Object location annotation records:

_____

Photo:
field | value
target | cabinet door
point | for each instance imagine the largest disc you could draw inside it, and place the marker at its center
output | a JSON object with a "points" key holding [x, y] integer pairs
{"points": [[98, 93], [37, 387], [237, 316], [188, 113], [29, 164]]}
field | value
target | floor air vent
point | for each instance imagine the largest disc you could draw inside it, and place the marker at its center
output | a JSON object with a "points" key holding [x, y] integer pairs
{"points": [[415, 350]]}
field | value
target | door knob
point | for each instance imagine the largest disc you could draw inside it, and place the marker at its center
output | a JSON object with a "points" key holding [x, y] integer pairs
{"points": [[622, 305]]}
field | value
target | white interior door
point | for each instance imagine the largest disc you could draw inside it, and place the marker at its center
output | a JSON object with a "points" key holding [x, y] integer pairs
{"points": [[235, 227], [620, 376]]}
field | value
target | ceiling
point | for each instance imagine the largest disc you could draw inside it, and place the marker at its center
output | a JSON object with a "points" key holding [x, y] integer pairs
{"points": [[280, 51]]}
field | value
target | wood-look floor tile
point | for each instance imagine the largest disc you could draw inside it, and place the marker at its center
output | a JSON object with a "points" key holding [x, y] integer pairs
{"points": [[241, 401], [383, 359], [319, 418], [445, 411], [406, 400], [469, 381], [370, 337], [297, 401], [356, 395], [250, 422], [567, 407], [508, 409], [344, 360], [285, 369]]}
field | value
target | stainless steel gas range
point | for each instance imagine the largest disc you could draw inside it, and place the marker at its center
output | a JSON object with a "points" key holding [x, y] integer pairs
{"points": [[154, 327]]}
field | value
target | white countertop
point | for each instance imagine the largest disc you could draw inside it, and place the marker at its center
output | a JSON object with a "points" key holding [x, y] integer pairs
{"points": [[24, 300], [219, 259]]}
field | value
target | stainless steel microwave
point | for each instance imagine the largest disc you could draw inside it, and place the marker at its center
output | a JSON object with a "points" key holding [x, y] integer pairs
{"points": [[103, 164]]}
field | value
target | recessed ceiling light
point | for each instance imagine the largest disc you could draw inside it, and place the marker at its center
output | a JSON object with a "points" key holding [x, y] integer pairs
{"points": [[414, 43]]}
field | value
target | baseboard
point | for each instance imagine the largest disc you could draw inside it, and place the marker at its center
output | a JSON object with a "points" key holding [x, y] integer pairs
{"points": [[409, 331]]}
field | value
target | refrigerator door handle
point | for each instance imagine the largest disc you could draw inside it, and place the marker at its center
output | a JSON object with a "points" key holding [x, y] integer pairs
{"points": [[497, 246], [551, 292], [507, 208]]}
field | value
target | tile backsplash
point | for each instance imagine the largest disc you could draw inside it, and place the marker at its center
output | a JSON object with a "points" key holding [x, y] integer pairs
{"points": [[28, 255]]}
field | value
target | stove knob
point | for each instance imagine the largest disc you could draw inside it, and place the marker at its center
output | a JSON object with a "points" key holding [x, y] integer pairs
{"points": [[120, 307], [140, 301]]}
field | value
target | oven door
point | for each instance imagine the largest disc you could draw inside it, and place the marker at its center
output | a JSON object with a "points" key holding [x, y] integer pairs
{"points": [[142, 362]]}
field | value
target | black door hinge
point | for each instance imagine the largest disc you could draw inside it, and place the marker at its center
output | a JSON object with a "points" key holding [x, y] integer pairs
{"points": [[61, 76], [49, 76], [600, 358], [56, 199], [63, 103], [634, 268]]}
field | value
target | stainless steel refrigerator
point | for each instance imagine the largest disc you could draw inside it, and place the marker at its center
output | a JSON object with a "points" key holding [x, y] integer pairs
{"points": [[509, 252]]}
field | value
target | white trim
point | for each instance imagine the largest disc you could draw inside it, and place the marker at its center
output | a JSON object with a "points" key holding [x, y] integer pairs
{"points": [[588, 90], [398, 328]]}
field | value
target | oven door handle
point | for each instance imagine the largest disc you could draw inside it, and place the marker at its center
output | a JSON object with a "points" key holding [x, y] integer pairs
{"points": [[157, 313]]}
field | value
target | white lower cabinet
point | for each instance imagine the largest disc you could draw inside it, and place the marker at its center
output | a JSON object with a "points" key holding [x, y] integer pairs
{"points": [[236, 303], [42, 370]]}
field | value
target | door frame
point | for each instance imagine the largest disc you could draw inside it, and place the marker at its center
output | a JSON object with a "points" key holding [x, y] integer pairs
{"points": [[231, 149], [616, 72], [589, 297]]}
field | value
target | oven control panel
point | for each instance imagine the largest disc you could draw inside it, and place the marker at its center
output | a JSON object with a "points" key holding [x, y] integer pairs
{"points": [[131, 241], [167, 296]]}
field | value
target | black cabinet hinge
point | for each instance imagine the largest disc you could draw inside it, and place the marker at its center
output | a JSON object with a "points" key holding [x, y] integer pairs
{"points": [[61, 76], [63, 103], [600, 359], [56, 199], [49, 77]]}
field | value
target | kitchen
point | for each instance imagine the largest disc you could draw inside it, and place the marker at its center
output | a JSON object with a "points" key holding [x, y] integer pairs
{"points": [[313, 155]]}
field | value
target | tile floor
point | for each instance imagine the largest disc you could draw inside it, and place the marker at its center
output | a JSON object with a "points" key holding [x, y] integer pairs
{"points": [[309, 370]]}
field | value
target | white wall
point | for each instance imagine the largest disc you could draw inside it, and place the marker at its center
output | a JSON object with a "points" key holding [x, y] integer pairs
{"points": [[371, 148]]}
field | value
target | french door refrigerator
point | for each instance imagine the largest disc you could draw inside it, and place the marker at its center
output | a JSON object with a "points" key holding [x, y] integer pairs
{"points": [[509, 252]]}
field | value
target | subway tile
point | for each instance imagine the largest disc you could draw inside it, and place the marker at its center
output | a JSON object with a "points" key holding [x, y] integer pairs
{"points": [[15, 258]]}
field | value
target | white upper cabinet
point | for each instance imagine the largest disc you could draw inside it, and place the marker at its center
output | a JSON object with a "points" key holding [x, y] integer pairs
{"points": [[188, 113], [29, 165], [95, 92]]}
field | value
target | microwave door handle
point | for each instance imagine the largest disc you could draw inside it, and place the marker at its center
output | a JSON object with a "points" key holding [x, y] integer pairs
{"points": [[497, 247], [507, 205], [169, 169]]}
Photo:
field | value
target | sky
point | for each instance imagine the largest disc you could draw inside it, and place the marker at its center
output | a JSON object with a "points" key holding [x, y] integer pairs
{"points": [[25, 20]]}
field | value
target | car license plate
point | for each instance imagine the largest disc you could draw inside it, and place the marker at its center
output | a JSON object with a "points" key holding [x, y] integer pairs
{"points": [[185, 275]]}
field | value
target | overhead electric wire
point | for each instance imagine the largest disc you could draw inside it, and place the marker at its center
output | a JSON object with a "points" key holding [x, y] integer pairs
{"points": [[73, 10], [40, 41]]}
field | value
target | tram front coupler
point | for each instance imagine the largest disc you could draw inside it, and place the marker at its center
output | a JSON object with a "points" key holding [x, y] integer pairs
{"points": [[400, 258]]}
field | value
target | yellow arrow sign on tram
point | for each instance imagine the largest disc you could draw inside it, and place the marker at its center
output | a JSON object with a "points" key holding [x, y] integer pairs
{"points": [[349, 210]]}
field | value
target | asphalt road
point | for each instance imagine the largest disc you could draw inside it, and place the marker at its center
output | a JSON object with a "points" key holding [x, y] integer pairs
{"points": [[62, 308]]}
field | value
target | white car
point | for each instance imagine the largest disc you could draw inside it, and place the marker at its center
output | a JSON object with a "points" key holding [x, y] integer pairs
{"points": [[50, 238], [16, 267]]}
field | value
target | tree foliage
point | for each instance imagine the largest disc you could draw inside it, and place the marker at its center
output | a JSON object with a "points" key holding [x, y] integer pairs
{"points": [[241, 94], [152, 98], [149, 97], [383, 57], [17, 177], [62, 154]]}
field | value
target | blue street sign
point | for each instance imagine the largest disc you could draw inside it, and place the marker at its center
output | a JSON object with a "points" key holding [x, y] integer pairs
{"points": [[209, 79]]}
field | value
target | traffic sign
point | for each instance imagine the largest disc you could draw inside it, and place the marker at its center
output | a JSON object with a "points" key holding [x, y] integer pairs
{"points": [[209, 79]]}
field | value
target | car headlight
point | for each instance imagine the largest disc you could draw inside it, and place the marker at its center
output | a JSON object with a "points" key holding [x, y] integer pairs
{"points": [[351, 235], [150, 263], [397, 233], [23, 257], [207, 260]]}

_____

To do: Count the lines of the records above that contain the word "sign", and give only the number.

Reply: 3